**What you will do:**
a – In the catcher rankings below, turn the paragraph beginning "After winning the Rookie of the Year award" into a short bulleted list that keeps its main facts.
b – From the catcher rankings below, write out the stretch from "He still was" through "reward players available." word for word.

**Excerpted text:**
□ □ □
He still was able to put up decent power numbers in limited ABs and could really improve his numbers in Arizona’s good offensive park.
Only 27 years old, Montero could move higher up the catcher rankings if he stays healthy.
No. 8: Carlos Santana, Cleveland Indians (24)
2010: .260-6-22-23-3/3 (150)
Santana entered the '10 season as one of the best prospects in baseball, regardless of position.
He was called up in mid-June, but his promising season ended abruptly when he injured his knee blocking home plate on August 2.
Santana has recently resumed baseball activities, and if he is physically ready to play, he could be one of the best low risk/high reward players available.
No. 7: Jorge Posada, New York Yankees (39)
2010: .248-18-57-49-3/4 (383)
With Posada expected to be the primary DH, he has a chance to improve on his numbers from last season, even at 39 years old.
He has been a great power-hitting catcher his whole career and will still be an important part of a powerful Yankees lineup.
His name recognition could have him go in an earlier round than he should, but he is still a No. 1 catcher.
No. 6: Matt Wieters, Baltimore Orioles (24)
2010: .249-11-55-37-0/1 (446)
Trying to improve on a promising ’09 season, Wieters took a step back in ’10. He is still only 24 years old though and will play his home games in a hitter's ballpark.
Baltimore has said Wieters is a big part of its future and will get his opportunities.
Wieters could be a “post-hype” sleeper and outperform his draft position in 2011.
No. 5: Geovany Soto, Chicago Cubs (28)
2010: .280-17-53-47-0/1 (322)
Soto had his ’10 season cut short by surgery on his right shoulder in September. He is expected to be ready to go when pitchers and catchers report.
After winning the Rookie of the Year award in '08, Soto slumped in '09 and then rebounded in '10. He plays in a hitter's ballpark and will bat in the middle of the Cubs lineup.
A return to his ’08 numbers is possible if he is healthy.
No. 4: Victor Martinez, Detroit Tigers (32)
2010: .302-20-79-64-1/1 (493)
Martinez arrives in Detroit after signing a four-year, $50 million contract this offseason. While I am cautious of drafting players who just signed a big free agent contract, that feeling is minimized because of how good Martinez is.
□ □ □
**Entries supplied:**
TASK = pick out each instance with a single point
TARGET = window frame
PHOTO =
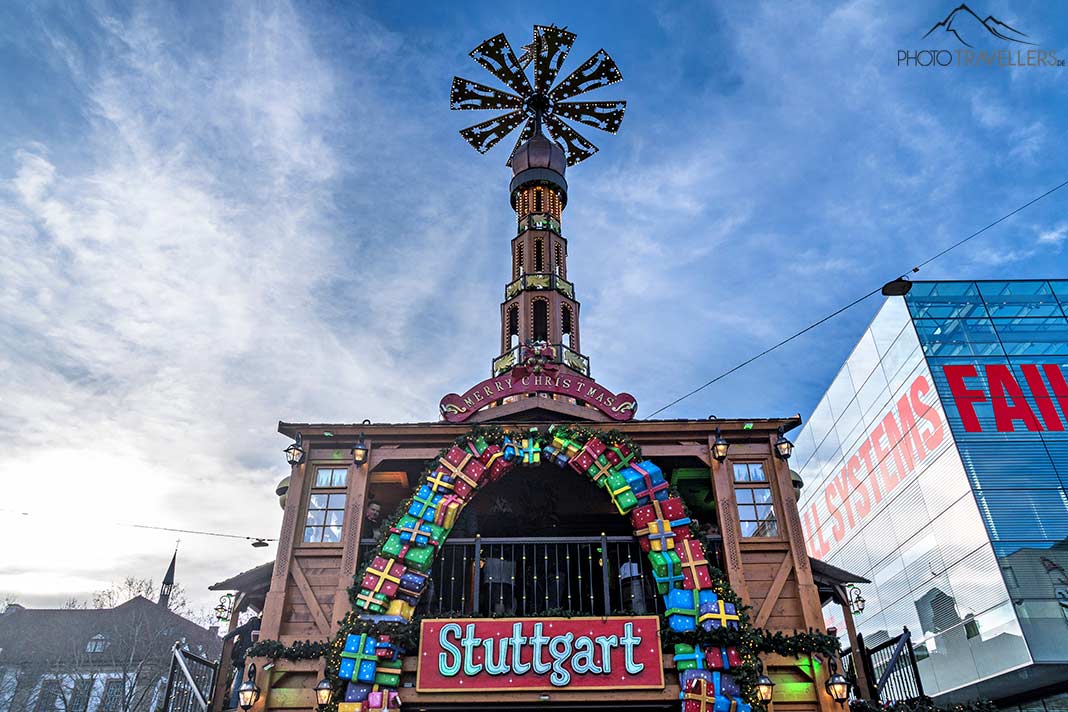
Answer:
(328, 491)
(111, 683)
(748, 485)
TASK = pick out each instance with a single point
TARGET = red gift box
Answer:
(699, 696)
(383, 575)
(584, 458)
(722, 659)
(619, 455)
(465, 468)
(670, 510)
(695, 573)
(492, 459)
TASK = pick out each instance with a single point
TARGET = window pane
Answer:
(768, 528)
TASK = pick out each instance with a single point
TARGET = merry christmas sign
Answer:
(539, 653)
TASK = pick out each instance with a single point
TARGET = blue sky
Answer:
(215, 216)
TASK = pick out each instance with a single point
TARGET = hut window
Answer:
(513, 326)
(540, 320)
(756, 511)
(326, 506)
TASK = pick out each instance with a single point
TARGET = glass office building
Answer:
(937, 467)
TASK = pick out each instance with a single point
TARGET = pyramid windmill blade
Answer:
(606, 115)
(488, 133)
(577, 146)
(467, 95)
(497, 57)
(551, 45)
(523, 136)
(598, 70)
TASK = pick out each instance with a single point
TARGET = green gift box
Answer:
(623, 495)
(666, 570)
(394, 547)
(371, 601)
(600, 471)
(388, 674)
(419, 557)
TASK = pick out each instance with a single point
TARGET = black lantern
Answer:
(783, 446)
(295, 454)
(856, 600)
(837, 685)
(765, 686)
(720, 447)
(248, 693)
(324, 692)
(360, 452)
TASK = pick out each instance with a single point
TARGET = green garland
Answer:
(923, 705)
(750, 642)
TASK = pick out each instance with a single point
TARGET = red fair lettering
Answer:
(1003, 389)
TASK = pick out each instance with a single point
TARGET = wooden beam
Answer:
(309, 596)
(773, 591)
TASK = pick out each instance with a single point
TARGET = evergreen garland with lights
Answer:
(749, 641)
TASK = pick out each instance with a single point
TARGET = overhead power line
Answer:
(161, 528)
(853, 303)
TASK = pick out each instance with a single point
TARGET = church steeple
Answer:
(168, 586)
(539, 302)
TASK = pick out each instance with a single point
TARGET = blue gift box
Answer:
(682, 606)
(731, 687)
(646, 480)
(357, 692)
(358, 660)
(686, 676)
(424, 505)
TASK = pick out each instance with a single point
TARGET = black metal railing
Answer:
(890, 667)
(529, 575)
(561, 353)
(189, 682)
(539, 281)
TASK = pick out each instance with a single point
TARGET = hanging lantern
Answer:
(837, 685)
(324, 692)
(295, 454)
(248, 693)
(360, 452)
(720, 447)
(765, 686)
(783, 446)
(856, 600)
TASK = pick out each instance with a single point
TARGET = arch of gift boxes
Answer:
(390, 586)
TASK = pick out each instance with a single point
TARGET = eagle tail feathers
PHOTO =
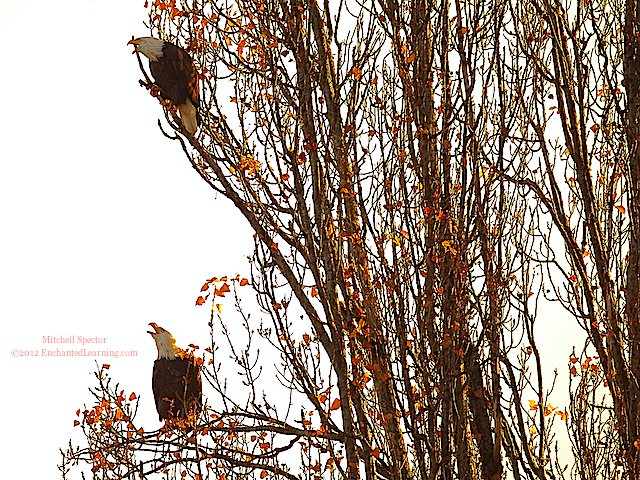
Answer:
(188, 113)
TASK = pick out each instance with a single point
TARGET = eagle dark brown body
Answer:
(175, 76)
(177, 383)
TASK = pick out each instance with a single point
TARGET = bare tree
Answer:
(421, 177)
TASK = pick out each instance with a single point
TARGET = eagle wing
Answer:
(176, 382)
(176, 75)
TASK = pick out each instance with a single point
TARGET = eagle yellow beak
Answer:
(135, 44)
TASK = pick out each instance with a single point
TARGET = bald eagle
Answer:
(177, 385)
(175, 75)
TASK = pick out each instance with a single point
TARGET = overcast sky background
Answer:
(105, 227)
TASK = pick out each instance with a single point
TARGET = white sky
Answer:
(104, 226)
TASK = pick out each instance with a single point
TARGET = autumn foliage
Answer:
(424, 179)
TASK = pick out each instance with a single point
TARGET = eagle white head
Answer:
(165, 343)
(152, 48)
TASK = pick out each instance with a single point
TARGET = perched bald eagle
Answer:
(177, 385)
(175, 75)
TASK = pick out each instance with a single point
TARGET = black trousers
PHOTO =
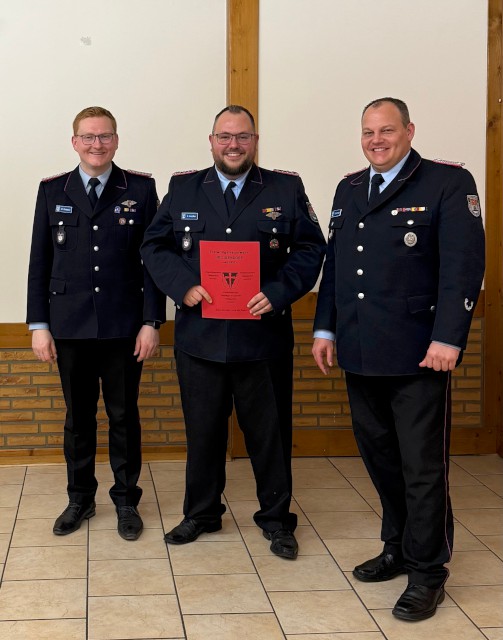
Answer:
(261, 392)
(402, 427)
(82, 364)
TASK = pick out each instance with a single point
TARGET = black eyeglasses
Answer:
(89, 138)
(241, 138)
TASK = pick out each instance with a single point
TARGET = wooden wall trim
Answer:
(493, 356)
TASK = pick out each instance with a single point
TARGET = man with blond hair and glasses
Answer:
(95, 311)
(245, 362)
□ □ □
**Responses by task:**
a –
- Soto won the Rookie of the Year award in '08.
- He slumped in '09 and rebounded in '10.
- He plays in a hitter's ballpark.
- He will bat in the middle of the Cubs lineup.

b –
He still was able to put up decent power numbers in limited ABs and could really improve his numbers in Arizona’s good offensive park.
Only 27 years old, Montero could move higher up the catcher rankings if he stays healthy.
No. 8: Carlos Santana, Cleveland Indians (24)
2010: .260-6-22-23-3/3 (150)
Santana entered the '10 season as one of the best prospects in baseball, regardless of position.
He was called up in mid-June, but his promising season ended abruptly when he injured his knee blocking home plate on August 2.
Santana has recently resumed baseball activities, and if he is physically ready to play, he could be one of the best low risk/high reward players available.